:: YOUR OBJECTIVE ::
Rewrite the records from the line with "point: tree trunk" to the line with "column 803, row 214", both included, as a two-column CSV with the header text,answer. Give one row per record, with its text and its answer each in a single quoted field and line breaks replaced by spaces.
=== RECORDS FOR PROCESSING ===
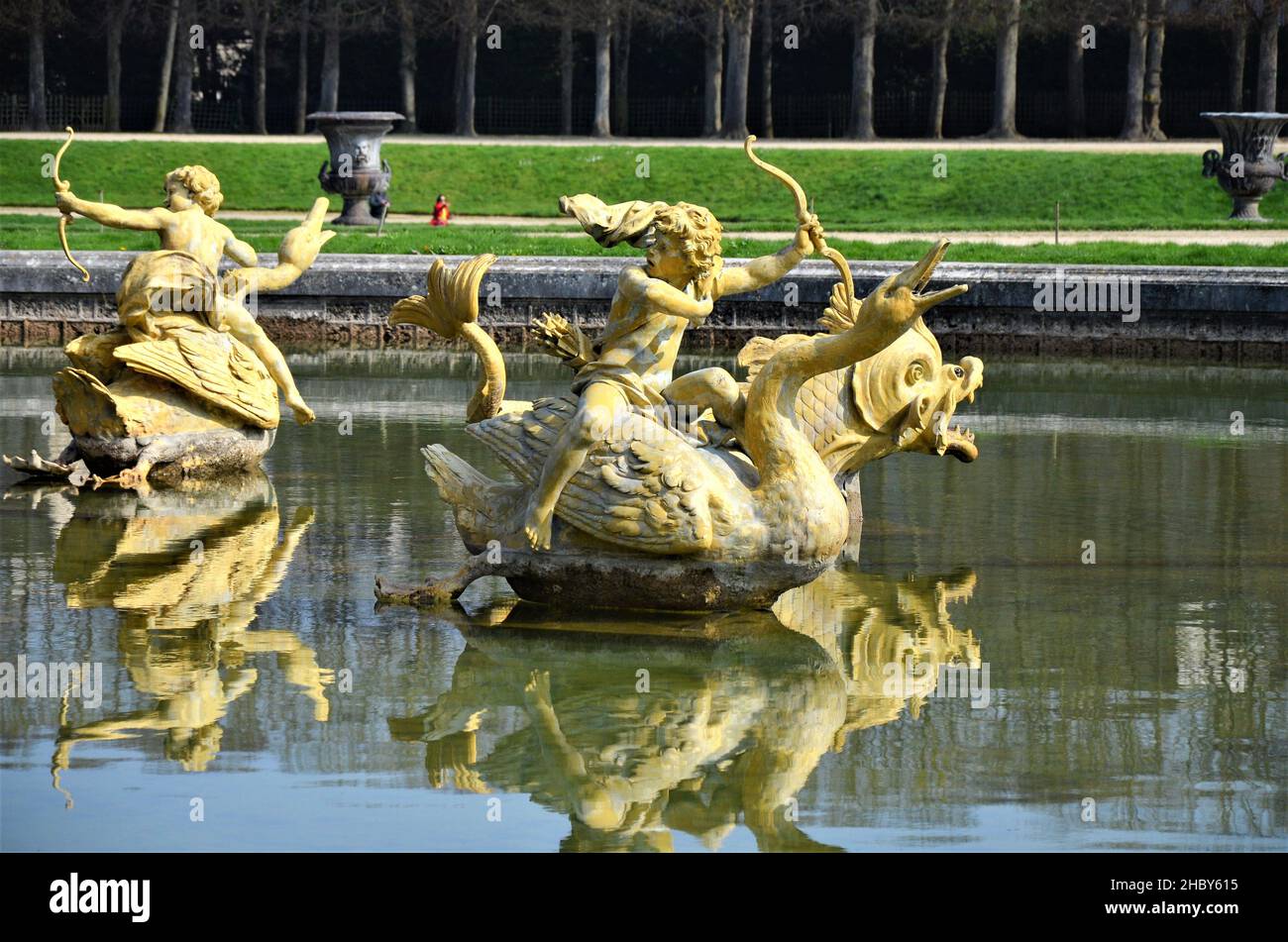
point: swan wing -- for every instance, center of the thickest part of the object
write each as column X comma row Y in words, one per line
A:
column 645, row 489
column 215, row 368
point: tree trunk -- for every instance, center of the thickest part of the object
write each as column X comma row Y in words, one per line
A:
column 566, row 75
column 116, row 14
column 603, row 75
column 1004, row 76
column 1074, row 84
column 1267, row 67
column 37, row 117
column 1133, row 125
column 262, row 22
column 467, row 65
column 166, row 68
column 863, row 69
column 767, row 68
column 738, row 77
column 1237, row 46
column 621, row 68
column 712, row 65
column 407, row 63
column 301, row 71
column 329, row 94
column 184, row 67
column 1154, row 69
column 939, row 71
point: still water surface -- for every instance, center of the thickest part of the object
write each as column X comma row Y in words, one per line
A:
column 1140, row 701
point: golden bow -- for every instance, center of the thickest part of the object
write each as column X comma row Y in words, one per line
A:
column 65, row 218
column 803, row 214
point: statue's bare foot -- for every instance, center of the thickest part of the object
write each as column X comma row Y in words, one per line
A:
column 303, row 413
column 537, row 688
column 536, row 528
column 134, row 478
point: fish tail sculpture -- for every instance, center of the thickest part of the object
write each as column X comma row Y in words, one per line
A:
column 450, row 308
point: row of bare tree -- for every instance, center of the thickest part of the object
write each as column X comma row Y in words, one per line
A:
column 726, row 29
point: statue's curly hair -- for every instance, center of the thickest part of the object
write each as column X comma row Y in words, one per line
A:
column 201, row 183
column 698, row 236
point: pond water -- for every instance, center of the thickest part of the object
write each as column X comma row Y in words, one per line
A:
column 254, row 697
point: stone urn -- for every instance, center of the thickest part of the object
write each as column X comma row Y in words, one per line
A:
column 1245, row 167
column 356, row 171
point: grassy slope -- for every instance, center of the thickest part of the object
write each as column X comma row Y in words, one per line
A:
column 42, row 232
column 874, row 189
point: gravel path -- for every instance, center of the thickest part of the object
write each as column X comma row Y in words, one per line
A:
column 558, row 226
column 1193, row 146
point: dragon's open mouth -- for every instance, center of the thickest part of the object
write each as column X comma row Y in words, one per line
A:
column 917, row 276
column 958, row 440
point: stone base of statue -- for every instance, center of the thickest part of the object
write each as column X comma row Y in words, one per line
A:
column 129, row 425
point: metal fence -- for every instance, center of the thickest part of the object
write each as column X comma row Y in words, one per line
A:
column 897, row 113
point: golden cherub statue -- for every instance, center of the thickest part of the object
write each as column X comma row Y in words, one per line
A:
column 699, row 493
column 681, row 279
column 188, row 382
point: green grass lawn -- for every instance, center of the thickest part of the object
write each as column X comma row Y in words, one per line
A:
column 42, row 232
column 851, row 189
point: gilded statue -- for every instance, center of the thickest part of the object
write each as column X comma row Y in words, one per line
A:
column 187, row 385
column 639, row 489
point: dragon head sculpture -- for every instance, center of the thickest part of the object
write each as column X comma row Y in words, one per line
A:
column 903, row 399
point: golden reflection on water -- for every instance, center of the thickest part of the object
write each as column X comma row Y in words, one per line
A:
column 185, row 569
column 639, row 728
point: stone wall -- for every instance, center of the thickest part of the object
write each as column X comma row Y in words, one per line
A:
column 1218, row 314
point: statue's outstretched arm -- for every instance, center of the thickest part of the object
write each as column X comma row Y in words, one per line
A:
column 111, row 214
column 768, row 267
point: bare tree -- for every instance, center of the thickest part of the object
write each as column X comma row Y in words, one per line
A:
column 166, row 68
column 621, row 54
column 116, row 12
column 600, row 126
column 301, row 64
column 767, row 68
column 329, row 90
column 863, row 68
column 567, row 63
column 37, row 20
column 1005, row 68
column 1236, row 47
column 1154, row 69
column 739, row 18
column 1267, row 16
column 407, row 35
column 468, row 17
column 184, row 68
column 1074, row 81
column 1137, row 38
column 921, row 21
column 712, row 65
column 939, row 71
column 258, row 17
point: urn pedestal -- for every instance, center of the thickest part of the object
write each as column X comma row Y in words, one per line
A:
column 1245, row 168
column 355, row 171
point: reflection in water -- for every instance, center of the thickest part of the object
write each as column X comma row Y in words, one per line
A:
column 185, row 571
column 638, row 730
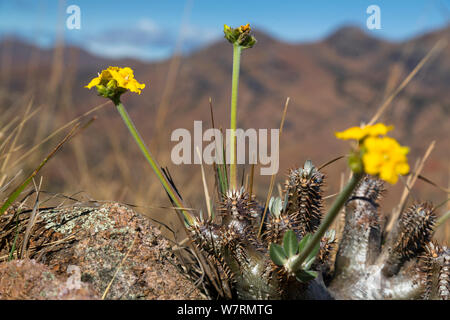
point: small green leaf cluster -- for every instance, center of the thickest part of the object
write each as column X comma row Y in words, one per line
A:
column 284, row 255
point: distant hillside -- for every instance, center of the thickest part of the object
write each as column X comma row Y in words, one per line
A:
column 333, row 84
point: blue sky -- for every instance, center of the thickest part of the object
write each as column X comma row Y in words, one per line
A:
column 152, row 30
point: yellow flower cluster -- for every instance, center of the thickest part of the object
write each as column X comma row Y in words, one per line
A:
column 120, row 77
column 385, row 157
column 240, row 36
column 382, row 156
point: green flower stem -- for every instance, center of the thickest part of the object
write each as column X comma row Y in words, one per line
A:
column 327, row 221
column 234, row 93
column 131, row 127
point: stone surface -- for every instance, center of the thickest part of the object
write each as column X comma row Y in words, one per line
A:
column 105, row 242
column 29, row 280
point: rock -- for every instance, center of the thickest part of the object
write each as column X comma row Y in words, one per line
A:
column 30, row 280
column 93, row 242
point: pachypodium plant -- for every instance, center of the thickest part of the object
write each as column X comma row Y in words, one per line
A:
column 112, row 83
column 292, row 253
column 240, row 38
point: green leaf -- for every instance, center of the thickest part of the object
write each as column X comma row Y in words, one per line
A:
column 275, row 206
column 277, row 254
column 290, row 243
column 303, row 242
column 312, row 256
column 305, row 275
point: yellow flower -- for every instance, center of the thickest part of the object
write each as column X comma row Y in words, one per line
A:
column 385, row 157
column 115, row 81
column 358, row 133
column 245, row 28
column 240, row 36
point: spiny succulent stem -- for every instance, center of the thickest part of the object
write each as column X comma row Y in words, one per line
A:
column 442, row 219
column 327, row 221
column 234, row 93
column 131, row 127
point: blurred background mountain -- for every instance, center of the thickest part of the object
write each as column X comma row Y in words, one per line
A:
column 333, row 82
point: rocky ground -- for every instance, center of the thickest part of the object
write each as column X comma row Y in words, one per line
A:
column 84, row 252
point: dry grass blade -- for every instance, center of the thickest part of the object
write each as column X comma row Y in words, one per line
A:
column 205, row 187
column 31, row 222
column 438, row 46
column 13, row 196
column 409, row 184
column 16, row 137
column 26, row 154
column 272, row 179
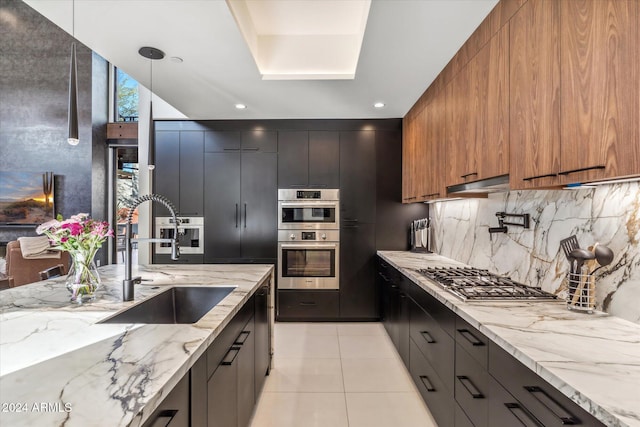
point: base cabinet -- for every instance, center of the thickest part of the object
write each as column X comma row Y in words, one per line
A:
column 465, row 378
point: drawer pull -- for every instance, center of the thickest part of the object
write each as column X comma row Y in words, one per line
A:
column 164, row 418
column 581, row 170
column 548, row 175
column 229, row 358
column 471, row 388
column 525, row 418
column 554, row 407
column 427, row 337
column 470, row 337
column 427, row 383
column 242, row 337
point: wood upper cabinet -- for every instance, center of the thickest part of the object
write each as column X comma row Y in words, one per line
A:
column 534, row 95
column 599, row 89
column 477, row 124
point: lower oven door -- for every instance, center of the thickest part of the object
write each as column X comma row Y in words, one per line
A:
column 308, row 265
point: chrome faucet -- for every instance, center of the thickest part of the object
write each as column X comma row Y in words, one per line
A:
column 128, row 282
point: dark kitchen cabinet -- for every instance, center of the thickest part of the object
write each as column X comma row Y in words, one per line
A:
column 179, row 172
column 262, row 337
column 240, row 206
column 308, row 159
column 357, row 177
column 173, row 411
column 537, row 397
column 308, row 305
column 358, row 290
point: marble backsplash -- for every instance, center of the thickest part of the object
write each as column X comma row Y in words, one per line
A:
column 608, row 214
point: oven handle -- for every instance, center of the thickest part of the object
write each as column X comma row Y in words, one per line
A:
column 309, row 204
column 309, row 245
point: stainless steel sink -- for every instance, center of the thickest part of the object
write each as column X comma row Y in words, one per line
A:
column 184, row 304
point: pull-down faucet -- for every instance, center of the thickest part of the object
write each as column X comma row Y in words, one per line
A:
column 128, row 282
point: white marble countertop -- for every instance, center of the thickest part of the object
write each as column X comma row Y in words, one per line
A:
column 594, row 359
column 58, row 367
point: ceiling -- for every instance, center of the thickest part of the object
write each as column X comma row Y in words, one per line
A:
column 406, row 44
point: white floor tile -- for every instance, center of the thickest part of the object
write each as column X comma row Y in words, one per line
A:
column 376, row 375
column 308, row 329
column 305, row 375
column 366, row 347
column 306, row 346
column 301, row 410
column 387, row 409
column 364, row 328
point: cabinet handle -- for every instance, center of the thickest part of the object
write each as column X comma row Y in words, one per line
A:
column 471, row 388
column 230, row 357
column 466, row 334
column 522, row 415
column 548, row 175
column 581, row 169
column 242, row 337
column 164, row 418
column 427, row 383
column 554, row 407
column 427, row 337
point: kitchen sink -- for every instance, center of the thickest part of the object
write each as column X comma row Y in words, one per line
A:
column 183, row 304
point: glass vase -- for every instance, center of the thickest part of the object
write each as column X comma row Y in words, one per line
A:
column 83, row 279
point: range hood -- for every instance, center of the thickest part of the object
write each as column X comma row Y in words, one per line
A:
column 497, row 184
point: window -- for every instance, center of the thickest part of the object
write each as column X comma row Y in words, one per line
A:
column 126, row 105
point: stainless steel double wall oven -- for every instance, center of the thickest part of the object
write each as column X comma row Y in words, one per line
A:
column 308, row 239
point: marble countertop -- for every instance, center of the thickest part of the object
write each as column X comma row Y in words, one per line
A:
column 58, row 367
column 594, row 359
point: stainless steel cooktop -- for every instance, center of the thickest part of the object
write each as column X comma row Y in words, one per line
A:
column 472, row 284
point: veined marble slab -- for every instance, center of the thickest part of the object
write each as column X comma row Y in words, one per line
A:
column 59, row 367
column 592, row 359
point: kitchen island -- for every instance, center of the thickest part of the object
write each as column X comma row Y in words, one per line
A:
column 593, row 359
column 58, row 366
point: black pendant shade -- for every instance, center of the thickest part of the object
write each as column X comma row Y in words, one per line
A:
column 73, row 99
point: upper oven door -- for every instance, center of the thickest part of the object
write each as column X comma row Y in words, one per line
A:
column 308, row 215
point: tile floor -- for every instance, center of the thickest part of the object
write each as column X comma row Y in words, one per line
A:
column 338, row 375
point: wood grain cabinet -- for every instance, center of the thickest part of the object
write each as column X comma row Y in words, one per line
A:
column 574, row 92
column 477, row 105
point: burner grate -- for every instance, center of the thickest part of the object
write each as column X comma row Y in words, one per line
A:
column 477, row 284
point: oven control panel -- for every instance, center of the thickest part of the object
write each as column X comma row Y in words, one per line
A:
column 308, row 236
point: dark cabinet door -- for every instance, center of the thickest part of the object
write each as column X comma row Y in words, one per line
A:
column 358, row 291
column 222, row 392
column 259, row 140
column 246, row 374
column 262, row 337
column 259, row 190
column 293, row 159
column 174, row 409
column 167, row 171
column 357, row 177
column 222, row 206
column 324, row 159
column 191, row 173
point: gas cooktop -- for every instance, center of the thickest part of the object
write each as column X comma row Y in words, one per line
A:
column 473, row 284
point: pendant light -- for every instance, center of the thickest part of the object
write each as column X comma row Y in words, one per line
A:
column 73, row 138
column 153, row 54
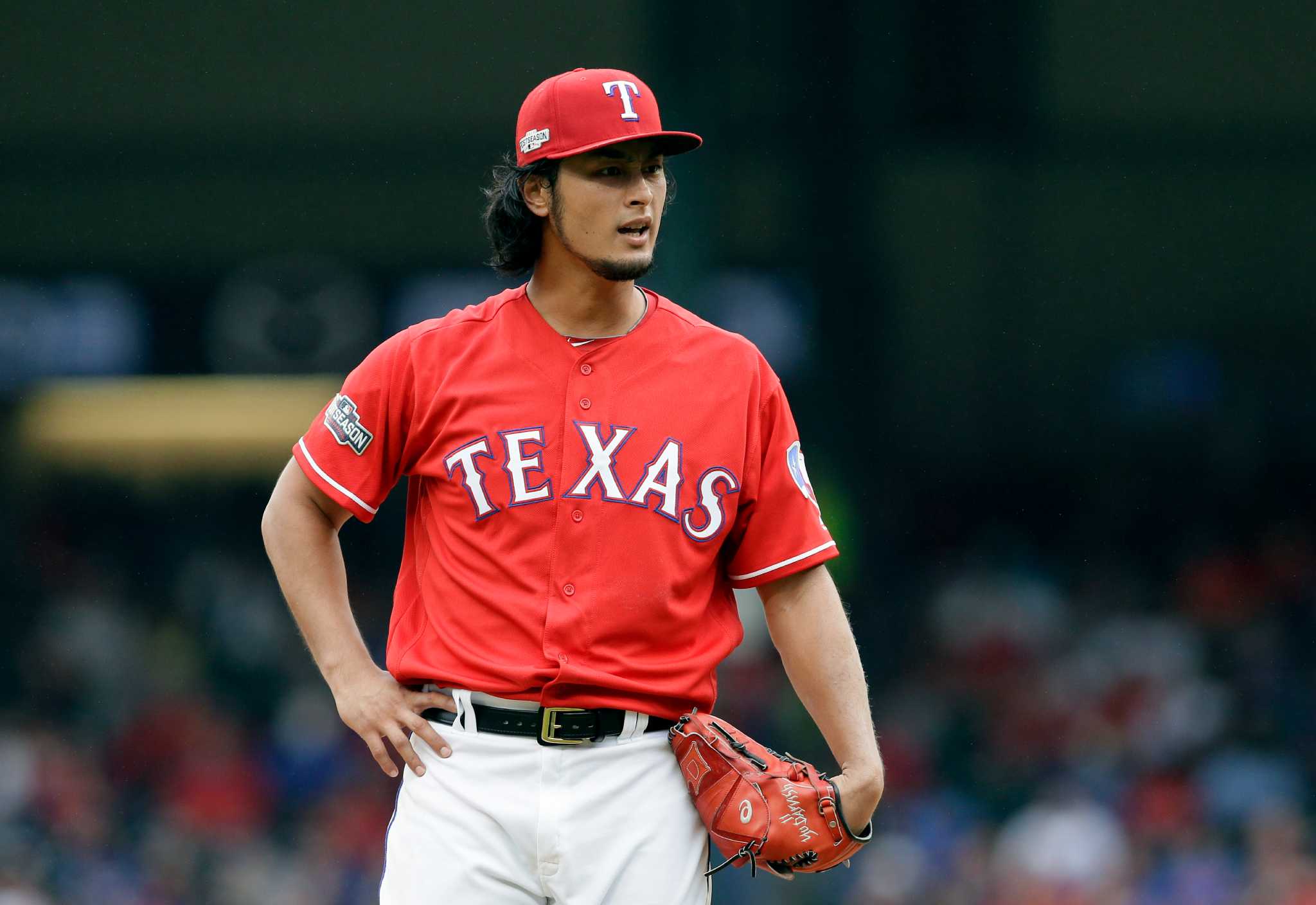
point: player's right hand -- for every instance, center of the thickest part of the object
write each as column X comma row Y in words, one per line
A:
column 375, row 707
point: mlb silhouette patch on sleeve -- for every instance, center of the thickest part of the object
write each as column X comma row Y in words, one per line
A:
column 345, row 426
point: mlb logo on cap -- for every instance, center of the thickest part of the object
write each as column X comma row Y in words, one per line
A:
column 583, row 109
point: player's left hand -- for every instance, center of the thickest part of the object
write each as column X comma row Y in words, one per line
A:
column 860, row 794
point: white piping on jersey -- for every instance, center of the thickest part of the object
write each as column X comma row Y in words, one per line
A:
column 785, row 562
column 332, row 482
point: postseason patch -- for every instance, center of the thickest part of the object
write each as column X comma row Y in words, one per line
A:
column 796, row 462
column 344, row 422
column 533, row 139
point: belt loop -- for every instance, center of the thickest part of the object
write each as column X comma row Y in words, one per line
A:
column 465, row 712
column 632, row 726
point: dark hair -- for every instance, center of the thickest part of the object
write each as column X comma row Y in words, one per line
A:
column 513, row 231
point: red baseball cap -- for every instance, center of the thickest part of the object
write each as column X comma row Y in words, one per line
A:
column 583, row 109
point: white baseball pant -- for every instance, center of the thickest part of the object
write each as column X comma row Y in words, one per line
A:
column 508, row 821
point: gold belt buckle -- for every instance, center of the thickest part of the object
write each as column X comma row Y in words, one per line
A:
column 549, row 726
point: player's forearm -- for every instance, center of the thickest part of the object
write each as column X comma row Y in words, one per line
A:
column 812, row 634
column 303, row 548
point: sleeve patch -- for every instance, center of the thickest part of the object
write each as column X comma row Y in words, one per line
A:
column 796, row 465
column 344, row 422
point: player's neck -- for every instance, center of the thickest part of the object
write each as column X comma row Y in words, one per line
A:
column 576, row 301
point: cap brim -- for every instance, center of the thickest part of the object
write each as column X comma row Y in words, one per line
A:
column 671, row 143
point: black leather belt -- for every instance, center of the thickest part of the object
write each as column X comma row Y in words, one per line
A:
===
:: ANSWER FOR THE TASK ::
text,answer
"point: tree trunk -- for every instance, center of the thickest part of the object write each as column X comma row Y in words, one per line A:","column 566, row 75 column 116, row 14 column 603, row 75 column 1004, row 76 column 1074, row 84 column 1267, row 67 column 37, row 117 column 1133, row 125 column 262, row 22 column 467, row 65 column 166, row 68 column 863, row 69 column 767, row 68 column 738, row 77 column 1237, row 46 column 621, row 68 column 712, row 65 column 407, row 63 column 301, row 71 column 329, row 94 column 184, row 67 column 1154, row 69 column 939, row 71"
"point: still water surface -- for every instance, center of the thickest part of the object write each as column X comma row Y in words, one per line A:","column 1140, row 701"
"point: golden bow -- for every instance, center of the thickest part of the object write each as column X comma row Y in words, one per line A:","column 65, row 218 column 803, row 214"